Saved entries:
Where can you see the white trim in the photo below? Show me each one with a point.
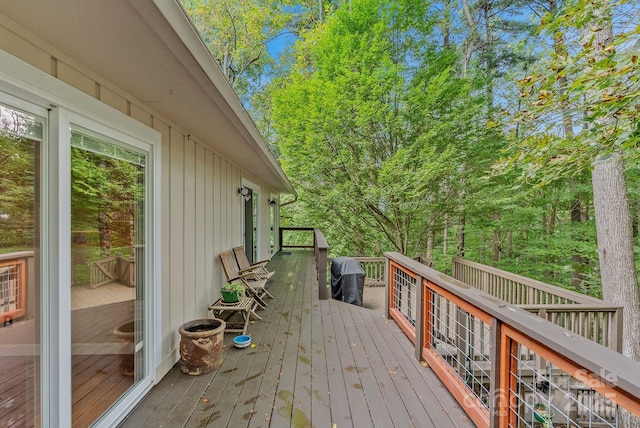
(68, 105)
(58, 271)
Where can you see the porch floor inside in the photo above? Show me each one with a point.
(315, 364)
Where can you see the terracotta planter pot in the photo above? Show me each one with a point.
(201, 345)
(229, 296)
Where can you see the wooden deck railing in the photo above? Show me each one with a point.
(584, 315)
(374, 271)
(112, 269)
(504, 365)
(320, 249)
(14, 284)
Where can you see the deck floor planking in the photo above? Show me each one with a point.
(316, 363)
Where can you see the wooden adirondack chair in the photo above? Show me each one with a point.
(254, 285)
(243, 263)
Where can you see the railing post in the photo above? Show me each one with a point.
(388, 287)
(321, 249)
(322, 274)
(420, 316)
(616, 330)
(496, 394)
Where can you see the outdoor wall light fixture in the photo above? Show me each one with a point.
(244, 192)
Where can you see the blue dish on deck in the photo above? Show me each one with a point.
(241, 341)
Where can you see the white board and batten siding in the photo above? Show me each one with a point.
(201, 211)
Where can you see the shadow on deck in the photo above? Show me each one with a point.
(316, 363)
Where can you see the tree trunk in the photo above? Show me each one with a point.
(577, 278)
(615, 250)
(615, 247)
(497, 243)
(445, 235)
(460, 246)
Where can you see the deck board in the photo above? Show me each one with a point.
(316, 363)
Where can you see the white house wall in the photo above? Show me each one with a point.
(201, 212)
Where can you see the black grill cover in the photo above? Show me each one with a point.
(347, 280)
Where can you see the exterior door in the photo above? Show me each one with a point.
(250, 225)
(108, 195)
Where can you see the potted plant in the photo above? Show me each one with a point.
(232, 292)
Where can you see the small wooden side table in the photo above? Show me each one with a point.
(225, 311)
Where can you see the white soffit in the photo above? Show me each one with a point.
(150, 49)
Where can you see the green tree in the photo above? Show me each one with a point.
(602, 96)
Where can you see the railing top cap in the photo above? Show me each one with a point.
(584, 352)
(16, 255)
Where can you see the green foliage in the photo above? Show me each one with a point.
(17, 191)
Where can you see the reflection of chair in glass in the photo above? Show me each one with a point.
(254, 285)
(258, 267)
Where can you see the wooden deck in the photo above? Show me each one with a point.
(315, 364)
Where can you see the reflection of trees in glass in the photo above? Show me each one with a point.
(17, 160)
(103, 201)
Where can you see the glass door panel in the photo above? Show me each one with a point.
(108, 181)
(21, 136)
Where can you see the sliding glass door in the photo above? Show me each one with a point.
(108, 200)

Exercise instructions: Every entry above needs to be copied exactly, apart from its pictures.

Answer area:
Where can you see the white trim in the photo below? Show me each one with a point.
(68, 105)
(58, 271)
Where can you see the porch floor inside in the photo above? Show me each one with a point.
(315, 364)
Where can you see the terracotta planter pot in the photo above? Show me each one with a point.
(201, 345)
(229, 296)
Where can you see the wooden deck railing in the photo above? Show me each one with a point.
(584, 315)
(374, 271)
(112, 269)
(504, 365)
(320, 249)
(14, 284)
Where can you see the deck floor planking in the photo above? Show me each one with a point.
(316, 363)
Where can you see the wooden adirondack chair in the photo above? Show me each one with a point.
(254, 285)
(243, 263)
Where can you see the railing post in the photo above? Show me each one with a point.
(388, 287)
(321, 249)
(322, 274)
(420, 316)
(616, 330)
(496, 394)
Where can you see the outdoor wall light fixture in the photo above? Show me each one with a point.
(244, 192)
Where can you see the blue dish on deck in the photo above? Show me each one with a point.
(241, 341)
Where can you see the white board and batten siding in the photo above? Show me each one with a point.
(201, 211)
Where can you see the shadow on deck in the photo above? Show me each one with a point.
(316, 363)
Where can you see the tree trunk in the photo above? Show me each one with a point.
(577, 278)
(615, 250)
(615, 247)
(497, 243)
(445, 235)
(460, 246)
Where can you see the deck board in the photo above? Show me each one with a point.
(316, 363)
Where can you see the white house wall in the photo above? Show me each one with a point.
(201, 212)
Where can you see the black grill cover in the photo above? Show me each one with a point.
(347, 280)
Where can you see the exterior door in the photo above? Show me each one with a point.
(250, 225)
(108, 195)
Where can you see the potted plant in the photo above? Show me each one with a point.
(232, 292)
Where can you see the small wooden side table in the photo above? Show me each one with a point.
(225, 311)
Where can you see the white soffit in the photo above? Show me each one with a point.
(150, 49)
Where can you see the green tree in the photo above? Show me each one with a point.
(602, 96)
Where can you see the railing top cap in the photo above? Show me each one with a point.
(584, 352)
(16, 255)
Where can you see the green foliage in the photo above? Show me each one with a point.
(17, 191)
Where can you see the reflection of chair in glass in the photo above? Show me each one with a point.
(254, 285)
(258, 267)
Where can you see the wooden deck in the photo above? Show me each one with a point.
(315, 364)
Where can you see the reflection of trees in glass in the photo above? Show me each one with a point.
(17, 160)
(103, 201)
Where can you see the glass door panel in the photo above? Show me each one with a point.
(108, 181)
(21, 136)
Where can you see the sliding glass door in the photo above? Show me each one with a point.
(108, 200)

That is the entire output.